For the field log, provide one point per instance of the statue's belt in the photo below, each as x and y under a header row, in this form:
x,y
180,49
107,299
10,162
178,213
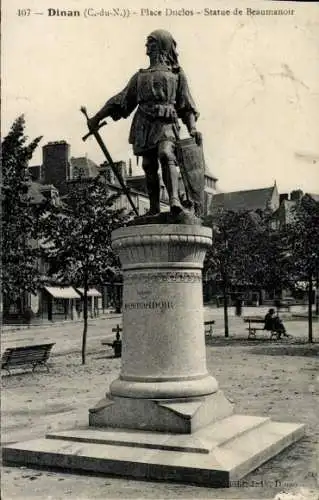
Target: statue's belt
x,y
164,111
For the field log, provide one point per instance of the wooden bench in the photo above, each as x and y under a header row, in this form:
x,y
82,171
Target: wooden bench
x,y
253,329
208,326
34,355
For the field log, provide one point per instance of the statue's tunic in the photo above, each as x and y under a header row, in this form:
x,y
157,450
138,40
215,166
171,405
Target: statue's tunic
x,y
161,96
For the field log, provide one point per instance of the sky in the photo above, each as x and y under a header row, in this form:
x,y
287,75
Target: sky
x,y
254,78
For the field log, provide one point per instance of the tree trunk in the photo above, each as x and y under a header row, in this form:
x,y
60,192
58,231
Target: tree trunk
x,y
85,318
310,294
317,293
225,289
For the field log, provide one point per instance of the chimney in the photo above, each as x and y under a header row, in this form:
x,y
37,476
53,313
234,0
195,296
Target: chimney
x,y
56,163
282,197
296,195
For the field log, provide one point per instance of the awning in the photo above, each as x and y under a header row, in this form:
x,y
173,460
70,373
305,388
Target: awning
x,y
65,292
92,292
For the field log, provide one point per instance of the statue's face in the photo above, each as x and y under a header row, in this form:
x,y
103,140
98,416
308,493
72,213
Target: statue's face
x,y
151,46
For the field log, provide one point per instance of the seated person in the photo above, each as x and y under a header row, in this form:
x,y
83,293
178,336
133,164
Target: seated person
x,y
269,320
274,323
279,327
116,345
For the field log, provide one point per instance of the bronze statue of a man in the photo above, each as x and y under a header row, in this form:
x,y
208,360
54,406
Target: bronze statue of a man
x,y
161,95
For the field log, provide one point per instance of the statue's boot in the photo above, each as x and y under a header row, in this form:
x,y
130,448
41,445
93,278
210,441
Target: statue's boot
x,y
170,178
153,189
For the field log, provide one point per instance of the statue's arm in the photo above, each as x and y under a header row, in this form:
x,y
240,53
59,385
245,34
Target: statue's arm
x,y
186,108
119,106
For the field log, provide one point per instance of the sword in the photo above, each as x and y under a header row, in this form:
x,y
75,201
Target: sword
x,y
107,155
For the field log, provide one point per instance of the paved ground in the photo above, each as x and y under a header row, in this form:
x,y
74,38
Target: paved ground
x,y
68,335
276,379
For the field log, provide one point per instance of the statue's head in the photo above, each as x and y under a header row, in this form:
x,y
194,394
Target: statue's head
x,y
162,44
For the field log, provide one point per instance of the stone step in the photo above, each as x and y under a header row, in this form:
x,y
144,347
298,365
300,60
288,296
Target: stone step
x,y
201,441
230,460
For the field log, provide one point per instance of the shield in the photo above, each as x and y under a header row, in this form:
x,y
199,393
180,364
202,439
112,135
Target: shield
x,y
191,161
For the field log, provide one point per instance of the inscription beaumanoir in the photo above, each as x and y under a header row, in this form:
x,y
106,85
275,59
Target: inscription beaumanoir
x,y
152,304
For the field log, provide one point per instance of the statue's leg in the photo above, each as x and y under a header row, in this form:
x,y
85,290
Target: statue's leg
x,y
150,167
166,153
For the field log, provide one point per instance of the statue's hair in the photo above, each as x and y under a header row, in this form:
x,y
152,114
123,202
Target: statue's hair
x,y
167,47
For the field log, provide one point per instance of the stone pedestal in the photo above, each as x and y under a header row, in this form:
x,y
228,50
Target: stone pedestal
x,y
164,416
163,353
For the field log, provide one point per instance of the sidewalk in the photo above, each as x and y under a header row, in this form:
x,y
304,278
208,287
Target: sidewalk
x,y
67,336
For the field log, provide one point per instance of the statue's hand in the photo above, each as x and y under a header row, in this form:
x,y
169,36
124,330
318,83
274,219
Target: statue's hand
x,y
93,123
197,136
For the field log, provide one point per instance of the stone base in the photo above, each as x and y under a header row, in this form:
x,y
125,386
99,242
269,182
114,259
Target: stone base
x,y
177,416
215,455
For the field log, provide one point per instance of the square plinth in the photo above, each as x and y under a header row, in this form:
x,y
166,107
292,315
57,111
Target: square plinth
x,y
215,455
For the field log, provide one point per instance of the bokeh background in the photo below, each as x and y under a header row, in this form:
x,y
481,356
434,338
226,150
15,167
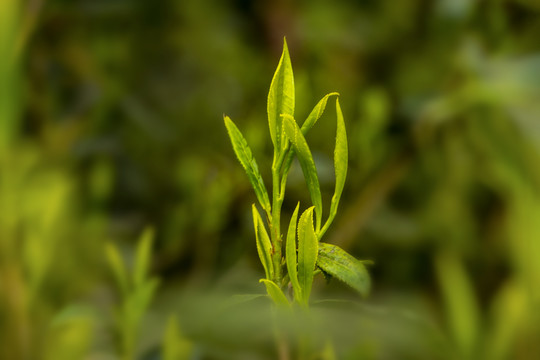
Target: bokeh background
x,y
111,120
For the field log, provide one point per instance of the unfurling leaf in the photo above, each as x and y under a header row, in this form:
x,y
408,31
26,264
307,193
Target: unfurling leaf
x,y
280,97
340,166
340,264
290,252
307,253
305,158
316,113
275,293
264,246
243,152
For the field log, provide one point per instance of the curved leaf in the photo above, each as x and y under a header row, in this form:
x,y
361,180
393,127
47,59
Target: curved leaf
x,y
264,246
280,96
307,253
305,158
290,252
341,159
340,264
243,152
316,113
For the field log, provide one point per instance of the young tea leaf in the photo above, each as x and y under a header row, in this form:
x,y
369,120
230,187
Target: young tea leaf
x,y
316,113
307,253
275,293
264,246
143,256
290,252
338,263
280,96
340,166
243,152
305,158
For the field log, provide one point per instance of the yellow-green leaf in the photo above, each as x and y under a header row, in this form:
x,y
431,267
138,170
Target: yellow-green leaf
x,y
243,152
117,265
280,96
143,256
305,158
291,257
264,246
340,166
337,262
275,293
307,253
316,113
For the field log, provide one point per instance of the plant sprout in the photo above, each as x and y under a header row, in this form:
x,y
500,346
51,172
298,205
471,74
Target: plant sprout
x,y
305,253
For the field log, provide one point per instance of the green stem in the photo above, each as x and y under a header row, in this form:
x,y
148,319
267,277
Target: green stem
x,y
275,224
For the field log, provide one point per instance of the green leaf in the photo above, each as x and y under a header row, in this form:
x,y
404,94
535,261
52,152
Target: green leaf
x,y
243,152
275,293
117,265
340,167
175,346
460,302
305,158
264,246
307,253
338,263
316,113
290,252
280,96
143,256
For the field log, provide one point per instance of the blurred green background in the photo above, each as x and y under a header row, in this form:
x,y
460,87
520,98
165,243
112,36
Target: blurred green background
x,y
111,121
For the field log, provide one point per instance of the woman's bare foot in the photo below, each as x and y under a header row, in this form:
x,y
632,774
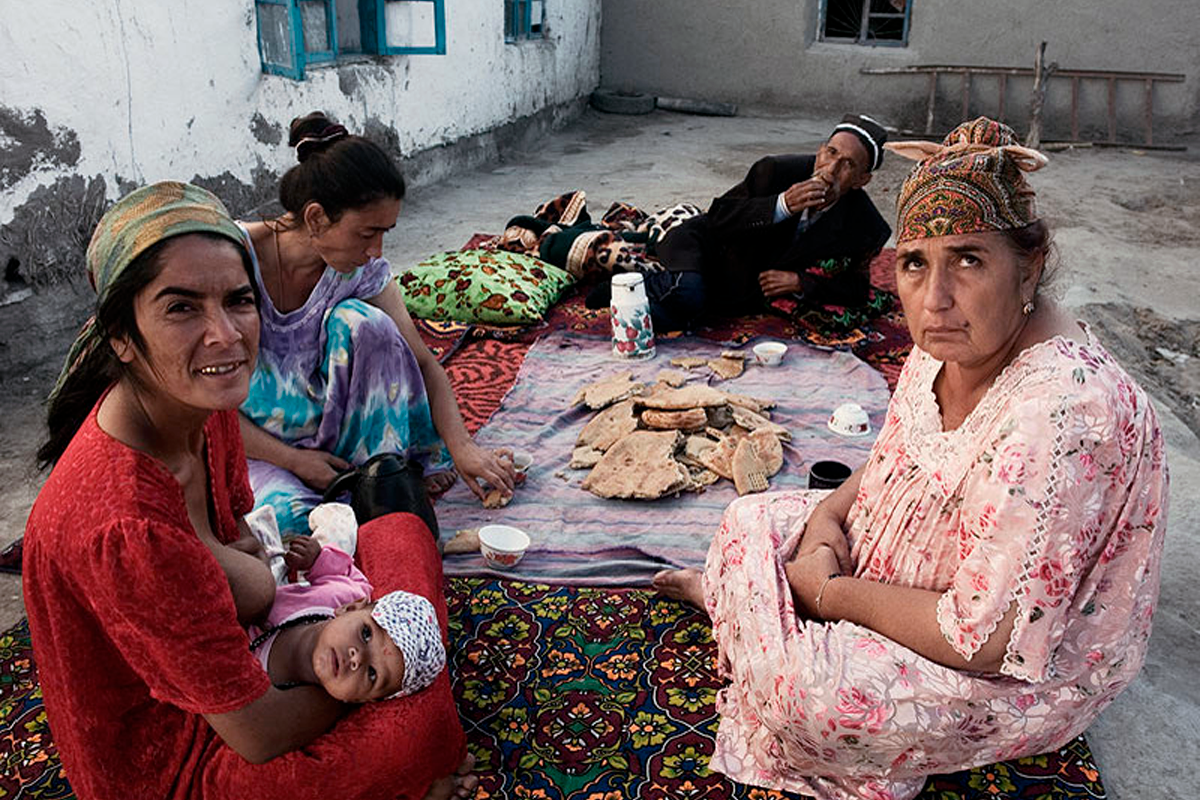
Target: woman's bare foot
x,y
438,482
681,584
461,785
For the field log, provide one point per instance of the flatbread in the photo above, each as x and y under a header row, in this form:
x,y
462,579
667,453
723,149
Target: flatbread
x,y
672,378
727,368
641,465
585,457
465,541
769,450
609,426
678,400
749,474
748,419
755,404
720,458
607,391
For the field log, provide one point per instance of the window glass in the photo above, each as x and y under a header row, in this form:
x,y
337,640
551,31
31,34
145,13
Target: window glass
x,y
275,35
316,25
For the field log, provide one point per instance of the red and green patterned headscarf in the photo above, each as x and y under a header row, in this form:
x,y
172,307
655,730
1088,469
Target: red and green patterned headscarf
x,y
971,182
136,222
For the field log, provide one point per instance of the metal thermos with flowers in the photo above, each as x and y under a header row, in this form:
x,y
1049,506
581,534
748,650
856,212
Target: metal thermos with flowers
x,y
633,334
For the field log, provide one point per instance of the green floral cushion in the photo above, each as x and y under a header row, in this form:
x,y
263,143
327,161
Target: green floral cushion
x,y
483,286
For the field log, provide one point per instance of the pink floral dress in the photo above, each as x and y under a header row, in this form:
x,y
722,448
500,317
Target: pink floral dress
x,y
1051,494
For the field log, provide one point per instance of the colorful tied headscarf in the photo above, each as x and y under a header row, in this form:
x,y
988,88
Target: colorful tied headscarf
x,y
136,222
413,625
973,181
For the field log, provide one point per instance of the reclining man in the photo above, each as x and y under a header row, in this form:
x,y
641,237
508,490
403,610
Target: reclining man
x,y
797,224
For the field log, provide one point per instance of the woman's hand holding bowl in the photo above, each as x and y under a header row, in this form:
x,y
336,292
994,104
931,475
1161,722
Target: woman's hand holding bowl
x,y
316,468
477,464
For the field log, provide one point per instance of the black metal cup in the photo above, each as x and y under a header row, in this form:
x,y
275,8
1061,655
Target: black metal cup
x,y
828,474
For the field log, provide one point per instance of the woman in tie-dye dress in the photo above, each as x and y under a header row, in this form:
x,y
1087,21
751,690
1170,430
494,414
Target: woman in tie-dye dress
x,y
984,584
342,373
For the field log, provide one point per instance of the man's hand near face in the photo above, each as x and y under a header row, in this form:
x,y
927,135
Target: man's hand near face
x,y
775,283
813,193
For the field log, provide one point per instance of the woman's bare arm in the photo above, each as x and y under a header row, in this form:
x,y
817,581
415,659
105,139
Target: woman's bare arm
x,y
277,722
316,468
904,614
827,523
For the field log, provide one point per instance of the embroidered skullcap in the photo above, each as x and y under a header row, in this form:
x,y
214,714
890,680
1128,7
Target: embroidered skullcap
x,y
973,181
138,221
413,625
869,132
+++++
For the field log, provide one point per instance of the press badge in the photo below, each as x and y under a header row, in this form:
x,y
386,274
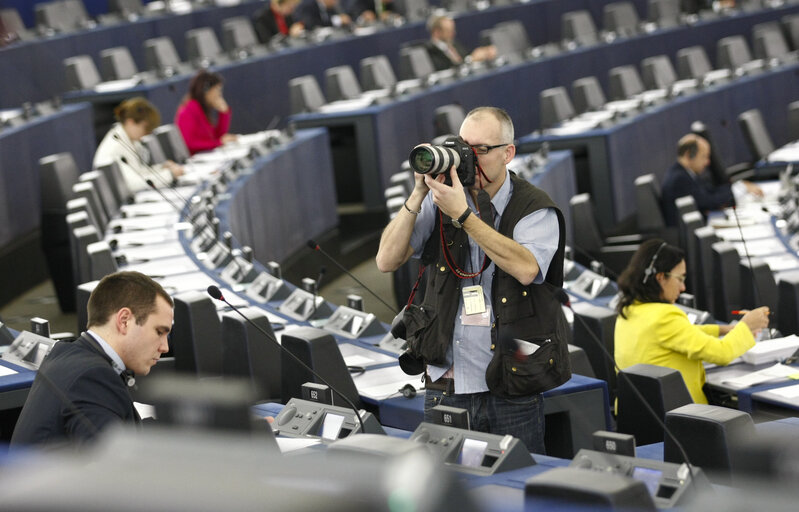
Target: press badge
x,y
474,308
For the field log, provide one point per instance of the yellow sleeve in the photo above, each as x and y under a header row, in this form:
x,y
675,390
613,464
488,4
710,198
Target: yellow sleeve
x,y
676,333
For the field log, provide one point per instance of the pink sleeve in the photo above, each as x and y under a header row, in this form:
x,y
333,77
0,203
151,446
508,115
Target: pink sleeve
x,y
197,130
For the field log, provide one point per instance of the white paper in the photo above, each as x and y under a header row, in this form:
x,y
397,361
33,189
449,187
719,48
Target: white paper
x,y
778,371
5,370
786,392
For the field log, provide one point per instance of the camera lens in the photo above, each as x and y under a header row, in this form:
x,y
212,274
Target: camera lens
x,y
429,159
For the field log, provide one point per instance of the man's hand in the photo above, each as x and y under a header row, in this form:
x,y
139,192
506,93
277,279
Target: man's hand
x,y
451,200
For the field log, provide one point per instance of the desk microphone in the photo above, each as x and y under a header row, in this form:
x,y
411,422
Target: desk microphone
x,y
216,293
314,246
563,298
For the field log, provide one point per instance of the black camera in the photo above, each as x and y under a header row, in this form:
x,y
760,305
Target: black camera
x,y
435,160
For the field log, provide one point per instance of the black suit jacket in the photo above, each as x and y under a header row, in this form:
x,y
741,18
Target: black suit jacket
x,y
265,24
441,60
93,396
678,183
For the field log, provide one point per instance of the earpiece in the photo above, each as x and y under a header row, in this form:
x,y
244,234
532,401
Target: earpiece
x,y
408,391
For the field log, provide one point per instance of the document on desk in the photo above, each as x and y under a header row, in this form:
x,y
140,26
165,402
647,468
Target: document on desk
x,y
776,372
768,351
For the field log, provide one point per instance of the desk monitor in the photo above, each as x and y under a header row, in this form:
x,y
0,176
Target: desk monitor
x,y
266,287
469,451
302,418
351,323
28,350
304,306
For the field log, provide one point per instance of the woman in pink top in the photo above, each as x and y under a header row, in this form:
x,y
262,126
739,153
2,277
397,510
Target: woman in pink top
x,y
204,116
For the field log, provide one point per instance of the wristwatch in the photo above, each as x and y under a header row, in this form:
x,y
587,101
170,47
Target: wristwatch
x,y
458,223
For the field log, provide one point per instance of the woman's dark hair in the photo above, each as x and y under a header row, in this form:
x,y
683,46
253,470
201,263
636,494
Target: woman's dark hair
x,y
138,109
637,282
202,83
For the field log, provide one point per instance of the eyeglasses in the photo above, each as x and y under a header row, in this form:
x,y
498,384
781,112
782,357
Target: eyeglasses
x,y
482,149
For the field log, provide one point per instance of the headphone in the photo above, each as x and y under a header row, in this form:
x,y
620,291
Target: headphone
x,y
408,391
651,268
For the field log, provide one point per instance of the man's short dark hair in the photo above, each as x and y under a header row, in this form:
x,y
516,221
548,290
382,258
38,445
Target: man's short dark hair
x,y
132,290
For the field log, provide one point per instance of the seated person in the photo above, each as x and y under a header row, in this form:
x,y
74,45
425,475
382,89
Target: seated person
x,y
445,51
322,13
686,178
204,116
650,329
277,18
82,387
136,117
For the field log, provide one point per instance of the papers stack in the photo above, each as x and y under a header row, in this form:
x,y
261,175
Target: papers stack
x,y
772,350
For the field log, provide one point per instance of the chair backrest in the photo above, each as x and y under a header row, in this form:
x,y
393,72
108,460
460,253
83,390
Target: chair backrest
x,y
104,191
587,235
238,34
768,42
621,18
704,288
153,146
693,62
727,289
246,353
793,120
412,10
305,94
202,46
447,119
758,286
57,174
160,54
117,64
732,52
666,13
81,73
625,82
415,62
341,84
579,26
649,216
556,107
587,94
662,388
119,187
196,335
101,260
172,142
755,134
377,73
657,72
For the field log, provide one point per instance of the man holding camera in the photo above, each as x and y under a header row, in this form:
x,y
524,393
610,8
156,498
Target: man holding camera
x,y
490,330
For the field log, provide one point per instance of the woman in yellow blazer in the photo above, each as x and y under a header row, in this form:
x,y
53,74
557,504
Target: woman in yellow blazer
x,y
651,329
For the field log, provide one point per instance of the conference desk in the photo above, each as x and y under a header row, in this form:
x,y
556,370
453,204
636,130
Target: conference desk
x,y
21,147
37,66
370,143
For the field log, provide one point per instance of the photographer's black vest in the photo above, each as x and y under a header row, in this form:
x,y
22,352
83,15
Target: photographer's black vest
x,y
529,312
+++++
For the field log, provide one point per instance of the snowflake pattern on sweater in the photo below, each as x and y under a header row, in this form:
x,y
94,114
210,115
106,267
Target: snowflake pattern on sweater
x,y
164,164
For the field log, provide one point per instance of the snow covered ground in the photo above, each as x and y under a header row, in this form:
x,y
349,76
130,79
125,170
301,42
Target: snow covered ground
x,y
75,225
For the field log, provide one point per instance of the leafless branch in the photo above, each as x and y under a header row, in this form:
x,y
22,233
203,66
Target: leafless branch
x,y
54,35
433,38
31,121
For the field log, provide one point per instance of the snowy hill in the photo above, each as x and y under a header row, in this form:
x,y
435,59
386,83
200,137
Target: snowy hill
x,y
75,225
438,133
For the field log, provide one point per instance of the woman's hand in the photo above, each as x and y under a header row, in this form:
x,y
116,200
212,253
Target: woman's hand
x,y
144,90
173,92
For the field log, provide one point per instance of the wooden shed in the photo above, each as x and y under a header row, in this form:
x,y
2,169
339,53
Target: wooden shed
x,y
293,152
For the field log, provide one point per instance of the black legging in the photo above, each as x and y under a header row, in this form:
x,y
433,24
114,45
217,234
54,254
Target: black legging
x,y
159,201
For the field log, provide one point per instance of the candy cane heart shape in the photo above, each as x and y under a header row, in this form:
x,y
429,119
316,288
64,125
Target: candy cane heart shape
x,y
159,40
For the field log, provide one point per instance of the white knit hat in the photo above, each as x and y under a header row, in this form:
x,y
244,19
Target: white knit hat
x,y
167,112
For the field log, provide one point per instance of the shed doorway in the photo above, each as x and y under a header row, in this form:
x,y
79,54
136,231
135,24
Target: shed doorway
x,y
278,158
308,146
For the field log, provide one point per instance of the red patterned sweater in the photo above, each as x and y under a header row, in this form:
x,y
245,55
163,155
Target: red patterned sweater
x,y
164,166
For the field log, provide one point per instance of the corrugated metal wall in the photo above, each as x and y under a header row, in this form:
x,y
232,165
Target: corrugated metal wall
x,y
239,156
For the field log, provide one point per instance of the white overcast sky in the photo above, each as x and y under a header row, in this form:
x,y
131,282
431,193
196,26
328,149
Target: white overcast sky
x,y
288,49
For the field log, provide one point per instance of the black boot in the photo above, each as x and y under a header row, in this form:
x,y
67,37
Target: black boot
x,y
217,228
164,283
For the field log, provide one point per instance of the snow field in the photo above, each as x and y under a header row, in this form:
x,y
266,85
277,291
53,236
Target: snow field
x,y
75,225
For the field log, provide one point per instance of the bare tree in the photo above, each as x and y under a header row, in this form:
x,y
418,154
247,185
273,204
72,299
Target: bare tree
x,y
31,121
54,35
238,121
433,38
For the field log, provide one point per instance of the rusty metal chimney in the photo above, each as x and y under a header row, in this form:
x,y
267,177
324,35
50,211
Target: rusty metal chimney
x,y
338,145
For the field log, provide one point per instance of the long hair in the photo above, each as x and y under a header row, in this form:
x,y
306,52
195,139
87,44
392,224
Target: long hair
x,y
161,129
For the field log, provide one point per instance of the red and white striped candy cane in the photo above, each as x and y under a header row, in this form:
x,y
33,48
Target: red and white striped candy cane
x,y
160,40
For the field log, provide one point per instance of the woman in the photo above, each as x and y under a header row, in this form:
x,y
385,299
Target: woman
+++++
• [Set task]: Select every line of the records that holds the string "skullcap", matching case exactly, and copy each of those lines out in full.

• [Written reply]:
For the field log, provide one point per instance of the embroidered skullcap in the photo above, each as x and y under a header row, in this form:
Target: embroidered skullcap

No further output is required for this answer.